— START OF Listed records —
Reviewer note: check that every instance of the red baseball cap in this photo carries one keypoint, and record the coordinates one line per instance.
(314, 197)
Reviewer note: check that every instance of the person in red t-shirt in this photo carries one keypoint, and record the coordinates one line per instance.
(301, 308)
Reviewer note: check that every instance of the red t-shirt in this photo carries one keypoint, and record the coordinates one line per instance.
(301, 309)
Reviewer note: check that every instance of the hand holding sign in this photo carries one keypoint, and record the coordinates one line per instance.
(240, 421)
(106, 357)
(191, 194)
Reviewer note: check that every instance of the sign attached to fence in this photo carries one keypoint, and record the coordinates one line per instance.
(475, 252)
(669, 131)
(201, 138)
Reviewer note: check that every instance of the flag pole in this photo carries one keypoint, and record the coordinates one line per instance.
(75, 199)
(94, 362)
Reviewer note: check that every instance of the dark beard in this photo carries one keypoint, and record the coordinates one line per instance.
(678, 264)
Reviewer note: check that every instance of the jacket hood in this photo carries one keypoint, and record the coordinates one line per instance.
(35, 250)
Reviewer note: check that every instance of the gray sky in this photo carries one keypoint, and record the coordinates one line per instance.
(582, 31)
— END OF Listed records —
=== Given instruction ===
Reproduce word for word the part of the records that begins with the line containing "Reviewer note: check that every instance of the gray" and runs through the end of the records.

=== Correct output ===
Reviewer note: check that every instance of the gray sky in this photo carries one keypoint, and record the coordinates one line per instance.
(582, 31)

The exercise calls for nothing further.